#### What to do:
Copy every row below word for word, leaving out the pictures.

#### Data in this exercise:

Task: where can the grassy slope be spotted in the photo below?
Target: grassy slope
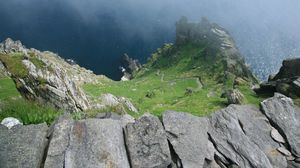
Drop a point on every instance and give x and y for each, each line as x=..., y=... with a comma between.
x=13, y=105
x=165, y=79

#### Written answer:
Task: where can the grassy slope be spotted in the photo below?
Target: grassy slope
Drop a point on every instance and give x and y for each, each line as x=..., y=... with a comma between.
x=13, y=105
x=165, y=79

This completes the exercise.